● **Bounding-box records**

○ ○ ○ ○ ○

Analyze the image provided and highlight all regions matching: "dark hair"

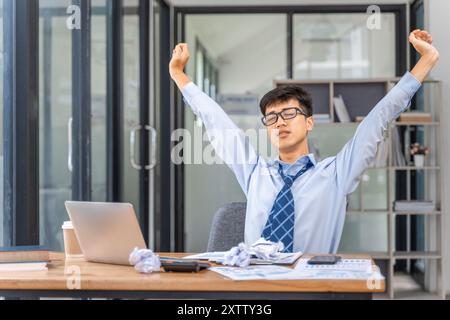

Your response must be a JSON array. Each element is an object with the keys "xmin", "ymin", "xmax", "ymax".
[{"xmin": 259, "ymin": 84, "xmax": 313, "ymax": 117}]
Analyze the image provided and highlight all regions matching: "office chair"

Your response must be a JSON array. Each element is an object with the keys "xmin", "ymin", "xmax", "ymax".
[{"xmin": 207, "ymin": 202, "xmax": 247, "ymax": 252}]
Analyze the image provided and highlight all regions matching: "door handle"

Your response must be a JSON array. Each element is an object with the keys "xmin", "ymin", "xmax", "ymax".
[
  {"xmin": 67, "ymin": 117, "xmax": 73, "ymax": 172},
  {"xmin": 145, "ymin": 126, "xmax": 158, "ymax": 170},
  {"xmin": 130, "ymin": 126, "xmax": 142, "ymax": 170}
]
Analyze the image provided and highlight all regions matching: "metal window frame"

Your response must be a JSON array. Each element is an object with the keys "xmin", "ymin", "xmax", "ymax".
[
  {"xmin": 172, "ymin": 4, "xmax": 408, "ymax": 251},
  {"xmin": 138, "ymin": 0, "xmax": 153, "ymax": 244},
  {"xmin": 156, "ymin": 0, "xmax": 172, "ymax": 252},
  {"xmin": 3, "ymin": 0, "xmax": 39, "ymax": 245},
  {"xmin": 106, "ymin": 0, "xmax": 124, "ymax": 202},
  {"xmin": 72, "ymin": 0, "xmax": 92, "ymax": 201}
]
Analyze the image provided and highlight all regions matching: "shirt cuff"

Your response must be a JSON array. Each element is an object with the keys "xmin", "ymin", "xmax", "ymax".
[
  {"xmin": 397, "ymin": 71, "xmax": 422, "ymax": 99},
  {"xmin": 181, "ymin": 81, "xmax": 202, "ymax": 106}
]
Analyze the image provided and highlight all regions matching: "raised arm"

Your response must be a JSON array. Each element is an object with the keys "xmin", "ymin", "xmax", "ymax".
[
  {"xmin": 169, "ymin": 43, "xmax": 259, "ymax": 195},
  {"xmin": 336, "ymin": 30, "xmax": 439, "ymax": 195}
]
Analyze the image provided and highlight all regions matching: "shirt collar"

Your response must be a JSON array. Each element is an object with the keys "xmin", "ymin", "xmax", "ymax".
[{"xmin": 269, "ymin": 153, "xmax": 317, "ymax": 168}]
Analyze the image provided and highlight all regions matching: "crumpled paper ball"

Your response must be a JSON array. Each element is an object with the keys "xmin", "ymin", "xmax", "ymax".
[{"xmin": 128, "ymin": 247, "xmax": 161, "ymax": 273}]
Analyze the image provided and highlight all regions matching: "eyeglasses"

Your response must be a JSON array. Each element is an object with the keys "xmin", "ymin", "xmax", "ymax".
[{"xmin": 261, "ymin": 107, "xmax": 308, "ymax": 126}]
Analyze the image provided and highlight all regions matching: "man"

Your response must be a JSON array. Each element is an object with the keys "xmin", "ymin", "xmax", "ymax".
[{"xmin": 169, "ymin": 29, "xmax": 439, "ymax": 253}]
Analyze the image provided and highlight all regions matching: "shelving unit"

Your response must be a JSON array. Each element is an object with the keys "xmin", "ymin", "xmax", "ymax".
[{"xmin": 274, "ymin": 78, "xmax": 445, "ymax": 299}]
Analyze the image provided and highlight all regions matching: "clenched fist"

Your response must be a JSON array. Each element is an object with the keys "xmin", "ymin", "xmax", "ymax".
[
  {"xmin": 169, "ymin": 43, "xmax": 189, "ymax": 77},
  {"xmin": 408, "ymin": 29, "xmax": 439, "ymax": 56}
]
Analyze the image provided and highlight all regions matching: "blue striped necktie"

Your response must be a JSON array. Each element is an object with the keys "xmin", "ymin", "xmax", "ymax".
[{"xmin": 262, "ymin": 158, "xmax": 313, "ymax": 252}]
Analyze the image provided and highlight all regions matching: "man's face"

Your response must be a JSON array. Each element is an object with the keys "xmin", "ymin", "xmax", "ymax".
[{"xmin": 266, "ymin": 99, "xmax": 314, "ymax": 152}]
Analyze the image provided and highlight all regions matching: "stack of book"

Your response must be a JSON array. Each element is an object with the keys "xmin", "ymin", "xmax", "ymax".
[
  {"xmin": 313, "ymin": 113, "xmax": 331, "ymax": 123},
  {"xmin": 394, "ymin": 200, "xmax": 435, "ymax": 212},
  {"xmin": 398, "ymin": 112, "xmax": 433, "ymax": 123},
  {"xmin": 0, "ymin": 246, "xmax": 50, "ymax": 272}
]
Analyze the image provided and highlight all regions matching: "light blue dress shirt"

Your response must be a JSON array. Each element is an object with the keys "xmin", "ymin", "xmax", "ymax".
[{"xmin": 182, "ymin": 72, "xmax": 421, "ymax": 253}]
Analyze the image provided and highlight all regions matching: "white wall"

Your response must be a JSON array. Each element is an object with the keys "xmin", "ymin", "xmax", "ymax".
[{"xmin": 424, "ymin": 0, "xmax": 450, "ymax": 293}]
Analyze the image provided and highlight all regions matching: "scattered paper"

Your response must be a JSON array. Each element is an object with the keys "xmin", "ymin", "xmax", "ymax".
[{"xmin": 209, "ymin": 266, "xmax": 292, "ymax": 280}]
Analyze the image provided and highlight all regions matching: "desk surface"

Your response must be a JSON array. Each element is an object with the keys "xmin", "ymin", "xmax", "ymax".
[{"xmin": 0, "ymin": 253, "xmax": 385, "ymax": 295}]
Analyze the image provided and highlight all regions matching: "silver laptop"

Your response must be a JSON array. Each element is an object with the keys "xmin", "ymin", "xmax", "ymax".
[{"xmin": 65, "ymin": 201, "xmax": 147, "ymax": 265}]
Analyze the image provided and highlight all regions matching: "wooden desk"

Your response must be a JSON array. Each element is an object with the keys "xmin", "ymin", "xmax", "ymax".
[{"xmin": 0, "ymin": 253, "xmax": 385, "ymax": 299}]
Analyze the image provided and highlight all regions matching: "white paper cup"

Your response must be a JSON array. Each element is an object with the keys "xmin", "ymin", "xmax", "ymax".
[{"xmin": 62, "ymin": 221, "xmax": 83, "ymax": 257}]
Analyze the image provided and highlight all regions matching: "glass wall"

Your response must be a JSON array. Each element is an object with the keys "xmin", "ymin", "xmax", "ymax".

○ ○ ○ ○ ○

● **YOUR OBJECTIVE**
Please select every line above that contains the string "paper" and copy each one.

● **WRITTEN RESPONSE**
Analyze the image provided and highlight all regions matching: "crumpled paper ball"
Analyze the image provided and highlight all regions matching: "scattered paper"
Analyze the image provided and highlight all regions matching: "white paper cup"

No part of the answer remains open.